## What is being asked
Search the entries for the word "plate" and return every line where it is found.

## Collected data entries
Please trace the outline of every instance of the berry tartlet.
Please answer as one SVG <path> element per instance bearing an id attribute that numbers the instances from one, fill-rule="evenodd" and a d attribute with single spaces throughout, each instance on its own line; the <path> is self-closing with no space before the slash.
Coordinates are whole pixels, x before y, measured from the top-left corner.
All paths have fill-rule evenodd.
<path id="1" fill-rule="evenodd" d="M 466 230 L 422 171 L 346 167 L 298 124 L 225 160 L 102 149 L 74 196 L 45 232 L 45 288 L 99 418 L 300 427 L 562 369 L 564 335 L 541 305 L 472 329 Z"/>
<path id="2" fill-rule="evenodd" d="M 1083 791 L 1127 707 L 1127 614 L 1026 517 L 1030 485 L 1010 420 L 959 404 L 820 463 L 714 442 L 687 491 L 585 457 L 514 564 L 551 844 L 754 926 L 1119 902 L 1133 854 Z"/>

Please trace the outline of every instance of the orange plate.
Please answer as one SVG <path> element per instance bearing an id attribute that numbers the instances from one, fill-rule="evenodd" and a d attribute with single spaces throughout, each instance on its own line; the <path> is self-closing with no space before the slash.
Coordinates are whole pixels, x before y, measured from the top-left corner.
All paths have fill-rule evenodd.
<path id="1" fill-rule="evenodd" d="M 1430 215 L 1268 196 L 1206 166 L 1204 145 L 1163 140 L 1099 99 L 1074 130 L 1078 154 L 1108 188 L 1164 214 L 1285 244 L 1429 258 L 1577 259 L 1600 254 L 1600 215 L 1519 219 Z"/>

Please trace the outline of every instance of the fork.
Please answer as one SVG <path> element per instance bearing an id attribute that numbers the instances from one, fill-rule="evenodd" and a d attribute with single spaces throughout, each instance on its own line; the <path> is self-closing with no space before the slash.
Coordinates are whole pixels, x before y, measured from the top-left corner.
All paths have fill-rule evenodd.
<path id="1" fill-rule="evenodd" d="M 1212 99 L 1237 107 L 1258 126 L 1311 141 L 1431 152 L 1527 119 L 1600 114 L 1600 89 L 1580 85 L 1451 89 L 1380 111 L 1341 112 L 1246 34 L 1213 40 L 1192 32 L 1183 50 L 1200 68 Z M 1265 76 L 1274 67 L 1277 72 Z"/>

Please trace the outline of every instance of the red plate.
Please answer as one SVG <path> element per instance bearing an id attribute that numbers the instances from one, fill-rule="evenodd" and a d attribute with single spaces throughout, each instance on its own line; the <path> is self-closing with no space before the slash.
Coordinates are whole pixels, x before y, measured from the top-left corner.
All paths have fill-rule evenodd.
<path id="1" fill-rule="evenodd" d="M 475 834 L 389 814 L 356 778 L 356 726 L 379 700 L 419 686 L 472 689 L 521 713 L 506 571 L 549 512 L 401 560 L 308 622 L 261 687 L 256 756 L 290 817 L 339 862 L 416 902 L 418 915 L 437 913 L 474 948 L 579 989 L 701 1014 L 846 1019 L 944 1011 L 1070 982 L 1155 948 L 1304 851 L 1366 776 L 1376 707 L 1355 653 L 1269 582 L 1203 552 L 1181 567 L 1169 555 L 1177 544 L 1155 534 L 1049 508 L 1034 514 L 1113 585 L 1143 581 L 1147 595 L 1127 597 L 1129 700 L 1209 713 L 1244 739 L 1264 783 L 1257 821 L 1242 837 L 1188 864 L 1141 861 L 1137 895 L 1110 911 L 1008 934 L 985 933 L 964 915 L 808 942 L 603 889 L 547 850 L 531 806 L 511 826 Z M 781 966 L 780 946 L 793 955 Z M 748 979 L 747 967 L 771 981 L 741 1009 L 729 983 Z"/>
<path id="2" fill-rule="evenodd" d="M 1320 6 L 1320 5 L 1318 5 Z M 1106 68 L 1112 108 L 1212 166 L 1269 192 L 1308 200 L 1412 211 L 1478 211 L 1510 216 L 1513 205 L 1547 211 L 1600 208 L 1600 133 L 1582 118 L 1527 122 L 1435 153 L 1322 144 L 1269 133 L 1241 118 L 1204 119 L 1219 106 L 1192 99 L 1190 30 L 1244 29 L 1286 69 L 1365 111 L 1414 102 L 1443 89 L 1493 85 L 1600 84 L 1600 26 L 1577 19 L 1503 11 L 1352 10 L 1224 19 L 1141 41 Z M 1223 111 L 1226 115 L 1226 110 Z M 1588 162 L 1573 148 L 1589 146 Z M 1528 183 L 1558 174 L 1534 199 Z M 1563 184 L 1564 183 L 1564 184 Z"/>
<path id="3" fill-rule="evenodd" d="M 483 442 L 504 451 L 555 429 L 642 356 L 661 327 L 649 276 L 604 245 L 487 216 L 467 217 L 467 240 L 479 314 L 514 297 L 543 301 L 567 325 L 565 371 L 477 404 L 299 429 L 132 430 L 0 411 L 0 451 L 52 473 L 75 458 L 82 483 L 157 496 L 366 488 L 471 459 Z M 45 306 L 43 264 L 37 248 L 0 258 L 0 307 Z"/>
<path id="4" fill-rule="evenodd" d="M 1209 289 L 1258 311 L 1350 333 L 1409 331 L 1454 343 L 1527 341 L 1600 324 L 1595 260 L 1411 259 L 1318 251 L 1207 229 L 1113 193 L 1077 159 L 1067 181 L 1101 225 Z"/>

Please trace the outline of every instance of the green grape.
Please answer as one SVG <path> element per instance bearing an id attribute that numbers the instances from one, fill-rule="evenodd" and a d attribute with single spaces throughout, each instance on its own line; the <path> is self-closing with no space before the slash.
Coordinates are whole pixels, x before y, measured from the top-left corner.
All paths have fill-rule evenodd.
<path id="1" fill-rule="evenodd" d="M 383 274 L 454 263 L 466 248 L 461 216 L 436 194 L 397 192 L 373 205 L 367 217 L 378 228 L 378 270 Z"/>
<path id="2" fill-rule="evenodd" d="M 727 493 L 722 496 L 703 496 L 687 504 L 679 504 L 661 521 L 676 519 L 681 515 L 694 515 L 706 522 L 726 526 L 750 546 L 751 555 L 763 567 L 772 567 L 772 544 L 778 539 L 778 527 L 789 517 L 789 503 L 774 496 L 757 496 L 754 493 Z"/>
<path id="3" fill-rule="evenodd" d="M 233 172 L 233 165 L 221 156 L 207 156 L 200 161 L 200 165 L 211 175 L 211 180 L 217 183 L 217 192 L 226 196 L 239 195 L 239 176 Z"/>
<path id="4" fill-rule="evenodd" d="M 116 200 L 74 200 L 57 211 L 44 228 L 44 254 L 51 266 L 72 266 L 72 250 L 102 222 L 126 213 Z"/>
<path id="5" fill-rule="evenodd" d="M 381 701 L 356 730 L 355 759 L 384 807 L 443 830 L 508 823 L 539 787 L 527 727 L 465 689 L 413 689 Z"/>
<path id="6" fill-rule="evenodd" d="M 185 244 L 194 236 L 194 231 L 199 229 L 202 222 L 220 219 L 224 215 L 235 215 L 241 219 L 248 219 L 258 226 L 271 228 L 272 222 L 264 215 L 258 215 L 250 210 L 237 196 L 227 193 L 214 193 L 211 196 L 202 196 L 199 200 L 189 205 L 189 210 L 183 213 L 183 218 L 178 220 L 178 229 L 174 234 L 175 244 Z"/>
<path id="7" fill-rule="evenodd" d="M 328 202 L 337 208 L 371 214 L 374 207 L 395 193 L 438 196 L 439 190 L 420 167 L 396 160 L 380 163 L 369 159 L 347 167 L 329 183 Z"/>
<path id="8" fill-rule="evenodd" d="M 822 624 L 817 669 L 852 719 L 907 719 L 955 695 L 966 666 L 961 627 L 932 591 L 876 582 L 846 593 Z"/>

## Reply
Please trace the outline of every instance of the orange plate.
Please trace the outline of every instance of the red plate.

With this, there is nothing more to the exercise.